MEMORANDUM AND ORDER PURSUANT TO RULE 1:28
A District Court judge revoked the defendant's probation after finding that he had committed a new criminal offense, assault and battery on a family or household member. Later, the same judge denied the defendant's motion for a new probation revocation hearing, which the defendant styled as a motion for a new trial. In these consolidated appeals from the revocation order and the order denying the motion for a new trial, the defendant's sole argument is that his hearing counsel was constitutionally ineffective. We affirm.
Background. On March 2, 2018, a complaint issued against the defendant for assault and battery on a family or household member. At the time, the defendant was on probation as a result of a guilty plea he tendered the previous year. After the probation department issued a violation notice based on the new charge, a jury found the defendant not guilty in his underlying criminal trial. The probation violation hearing commenced less than two weeks later.
At the hearing, the victim testified that she and the defendant had an argument, which quickly escalated. The victim asked the defendant several times to leave her alone. Instead, the defendant followed the victim, put both hands around her throat, and choked her. The victim believed that the defendant “was under the influence of alcohol” because “he was yelling and screaming like he does when he's intoxicated.”
On cross-examination, defense counsel questioned the victim about the testimony she gave at the defendant's criminal trial. In particular, counsel asked, “[Y]ou testified at the [criminal] trial ․ that he threw a George Foreman grill at you, as well?” When the victim answered affirmatively, counsel asked, “But you didn't mention that today in your testimony; did you?” The victim admitted that she had not.
At the close of the evidence, the judge found that the victim's testimony was credible and that the Commonwealth had proved by a preponderance of the evidence that the defendant violated his probation. After hearing arguments on disposition, the judge revoked the defendant's probation and sentenced him to serve thirteen months in the house of correction. About a year later, the defendant moved for a new trial, claiming ineffective assistance of counsel. The judge denied the motion without an evidentiary hearing.
Discussion. To succeed on a claim of ineffective assistance of counsel, the defendant must prove, first, that counsel's performance fell “measurably below that which might be expected from an ordinary fallible lawyer” and, second, that the deficient performance prejudiced the defendant by “likely depriv[ing] [him] of an otherwise available, substantial ground of defence.” Commonwealth v. Saferian, 366 Mass. 89, 96 (1974). The defendant contends that hearing counsel was ineffective for two reasons: he introduced evidence of “uncharged misconduct,” namely, the evidence that the defendant threw a George Foreman grill at the victim; and he failed to obtain the transcripts from the criminal trial or request a continuance so that he could obtain them.
**********
Set down, word for word, everything in the court memorandum from "Discussion. To succeed" down to "could obtain them.". The listing that follows is not needed for this work.
**********
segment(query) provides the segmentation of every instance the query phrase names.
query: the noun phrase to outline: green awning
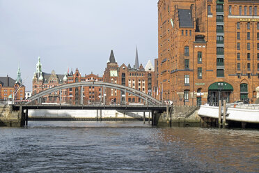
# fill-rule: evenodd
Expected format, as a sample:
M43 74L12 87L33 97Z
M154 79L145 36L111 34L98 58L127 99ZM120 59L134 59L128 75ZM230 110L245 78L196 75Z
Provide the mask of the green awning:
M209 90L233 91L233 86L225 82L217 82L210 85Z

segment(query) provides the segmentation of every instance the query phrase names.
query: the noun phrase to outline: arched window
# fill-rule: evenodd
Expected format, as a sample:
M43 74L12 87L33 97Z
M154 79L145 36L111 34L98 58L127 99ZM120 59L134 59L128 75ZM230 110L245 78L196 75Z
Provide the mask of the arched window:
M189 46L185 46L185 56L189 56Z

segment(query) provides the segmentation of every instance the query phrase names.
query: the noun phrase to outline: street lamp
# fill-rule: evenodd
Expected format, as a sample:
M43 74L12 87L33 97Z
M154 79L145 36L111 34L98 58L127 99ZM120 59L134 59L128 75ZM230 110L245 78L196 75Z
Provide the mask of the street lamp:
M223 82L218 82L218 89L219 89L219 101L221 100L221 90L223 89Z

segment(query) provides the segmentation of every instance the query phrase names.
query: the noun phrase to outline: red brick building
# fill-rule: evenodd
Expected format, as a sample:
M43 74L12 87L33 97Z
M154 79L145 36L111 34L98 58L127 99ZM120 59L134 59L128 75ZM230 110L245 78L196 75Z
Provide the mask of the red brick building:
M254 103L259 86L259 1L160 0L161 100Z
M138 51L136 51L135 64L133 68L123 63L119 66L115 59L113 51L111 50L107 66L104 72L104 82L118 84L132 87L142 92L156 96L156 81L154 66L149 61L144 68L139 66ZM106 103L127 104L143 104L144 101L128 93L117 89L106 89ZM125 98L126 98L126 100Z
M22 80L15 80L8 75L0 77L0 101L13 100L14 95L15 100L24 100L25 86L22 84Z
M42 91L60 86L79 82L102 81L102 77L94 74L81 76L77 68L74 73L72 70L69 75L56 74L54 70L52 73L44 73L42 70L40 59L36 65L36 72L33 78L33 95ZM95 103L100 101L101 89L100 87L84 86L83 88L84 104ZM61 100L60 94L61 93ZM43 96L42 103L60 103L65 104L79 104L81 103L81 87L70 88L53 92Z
**********
▸ **TASK ANSWER**
Discussion. To succeed on a claim of ineffective assistance of counsel, the defendant must prove, first, that counsel's performance fell “measurably below that which might be expected from an ordinary fallible lawyer” and, second, that the deficient performance prejudiced the defendant by “likely depriv[ing] [him] of an otherwise available, substantial ground of defence.” Commonwealth v. Saferian, 366 Mass. 89, 96 (1974). The defendant contends that hearing counsel was ineffective for two reasons: he introduced evidence of “uncharged misconduct,” namely, the evidence that the defendant threw a George Foreman grill at the victim; and he failed to obtain the transcripts from the criminal trial or request a continuance so that he could obtain them.